╭─ Text section

Whereas it is essential, if man is not to be compelled to have recourse, as a last resort, to rebellion against tyranny and oppression, that human rights should be protected by the rule of law,

Whereas it is essential to promote the development of friendly relations between nations,

Whereas the peoples of the United Nations have in the Charter reaffirmed their faith in fundamental human rights, in the dignity and worth of the human person and in the equal rights of men and women and have determined to promote social progress and better standards of life in larger freedom,

Whereas Member States have pledged themselves to achieve, in cooperation with the United Nations, the promotion of universal respect for and observance of human rights and fundamental freedoms,

Whereas a common understanding of these rights and freedoms is of the greatest importance for the full realization of this pledge,

Now, therefore, THE GENERAL ASSEMBLY proclaims

This Universal Declaration of Human Rights as a common standard of achievement for all peoples and all nations, to the end that every individual and every organ of society, keeping this Declaration constantly in mind, shall strive by teaching and education to promote respect for these rights and freedoms and by progressive measures, national and international, to secure their universal and effective recognition and observance, both among the peoples of Member States themselves and among the peoples of territories under their jurisdiction.

Article 1

All human beings are born free and equal in dignity and rights. They are endowed with reason and conscience and should act towards one another in a spirit of brotherhood.


Article 2

Everyone is entitled to all the rights and freedoms set forth in this Declaration, without distinction of any kind, such as race, colour, sex, language, religion, political or other opinion, national or social origin, property, birth or other status.

Article 3

Everyone has the right to life, liberty and the security of person

Article 4

No one shall be held in slavery or servitude; slavery and the slave trade shall be prohibited in all their forms.

Article 5

No one shall be subjected to torture or to cruel, inhuman or degrading treatment or punishment.

Article 6

Everyone has the right to recognition everywhere as a person before the law.

Article 7

All are equal before the law and are entitled without any discrimination to equal protection of the law. All are entitled to equal protection against any discrimination in violation of this Declaration and against any incitement to such discrimination.

Article 8

Everyone has the right to an effective remedy by the competent national tribunals for acts violating the fundamental rights granted him by the constitution or by law.

Article 9

No one shall be subjected to arbitrary arrest, detention or exile.

Article 10

Everyone is entitled in full equality to a fair and public hearing by an independent and impartial tribunal, in the determination of his rights and obligations and of any criminal charge against him.

Article 11

Everyone charged with a penal offense has the right to be presumed innocent until proved guilty according to law in a public trial at which he has had all the guarantees necessary for his defense.

╰─

__Things to do__:
(1) Name the three things that Article 3 of the human rights declaration says everyone has a right to.
(2) Recast the paragraph of the human rights declaration that begins "This Universal Declaration of Human Rights" as a short list of its main points.
(3) Carry on the human rights declaration from the point where it stops, in the same style.
The material after this has no connection to the declaration.

╭─ Data extract

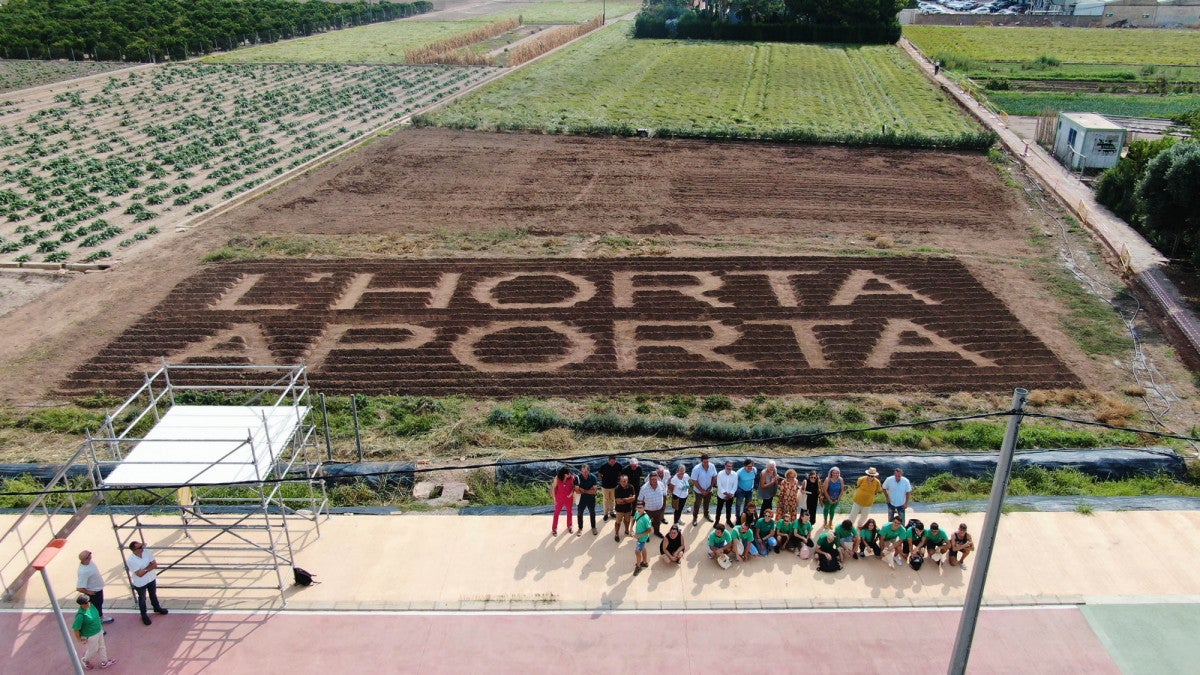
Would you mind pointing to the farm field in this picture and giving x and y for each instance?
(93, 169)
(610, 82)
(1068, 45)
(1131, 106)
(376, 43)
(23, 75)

╰─
╭─ Data extract

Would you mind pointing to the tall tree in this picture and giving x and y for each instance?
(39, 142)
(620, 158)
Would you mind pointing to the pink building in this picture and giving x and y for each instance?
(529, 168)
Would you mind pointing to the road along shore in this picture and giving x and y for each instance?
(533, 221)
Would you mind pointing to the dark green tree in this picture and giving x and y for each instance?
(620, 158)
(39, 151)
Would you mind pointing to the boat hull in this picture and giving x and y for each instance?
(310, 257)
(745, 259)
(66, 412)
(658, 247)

╰─
╭─ Data extract

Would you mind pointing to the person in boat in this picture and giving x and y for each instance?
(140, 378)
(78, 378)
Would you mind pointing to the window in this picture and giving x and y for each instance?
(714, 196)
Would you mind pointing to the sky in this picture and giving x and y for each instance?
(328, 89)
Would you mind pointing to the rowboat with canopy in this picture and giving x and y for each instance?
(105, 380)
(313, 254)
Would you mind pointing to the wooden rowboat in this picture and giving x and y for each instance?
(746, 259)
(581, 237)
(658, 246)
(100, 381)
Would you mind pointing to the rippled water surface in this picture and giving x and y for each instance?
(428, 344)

╰─

__Per-task outputs__:
(1) Life, liberty and the security of person.

(2)
- The General Assembly proclaims the Declaration as a common standard of achievement for all peoples and all nations.
- Every individual and every organ of society should keep it constantly in mind.
- They should promote respect for these rights and freedoms through teaching and education.
- Progressive national and international measures should secure the universal and effective recognition and observance of these rights.
- This applies both among the peoples of Member States and among the peoples of territories under their jurisdiction.

(3)
No one shall be held guilty of any penal offense on account of any act or omission which did not constitute a penal offense, under national or international law, at the time when it was committed. Nor shall a heavier penalty be imposed than the one that was applicable at the time the penal offense was committed.

Article 12

No one shall be subjected to arbitrary interference with his privacy, family, home or correspondence, nor to attacks upon his honour and reputation. Everyone has the right to the protection of the law against such interference or attacks.

Article 13

Everyone has the right to freedom of movement and residence within the borders of each State.
Everyone has the right to leave any country, including his own, and to return to his country.

Article 14

Everyone has the right to seek and to enjoy in other countries asylum from persecution.
This right may not be invoked in the case of prosecutions genuinely arising from non-political crimes or from acts contrary to the purposes and principles of the United Nations.

Article 15

Everyone has the right to a nationality.
No one shall be arbitrarily deprived of his nationality nor denied the right to change his nationality.

Article 16

Men and women of full age, without any limitation due to race nationality or religion, have the right to marry and to found a family. They are entitled to equal rights as to marriage, during marriage and at its dissolution.
Marriage shall be entered into only with the free and full consent of the intending spouses.
The family is the natural and fundamental group unit of society and is entitled to protection by society and the State.

Article 17

Everyone has the right to own property alone as well as in association with others.
No one shall be arbitrarily deprived of his property.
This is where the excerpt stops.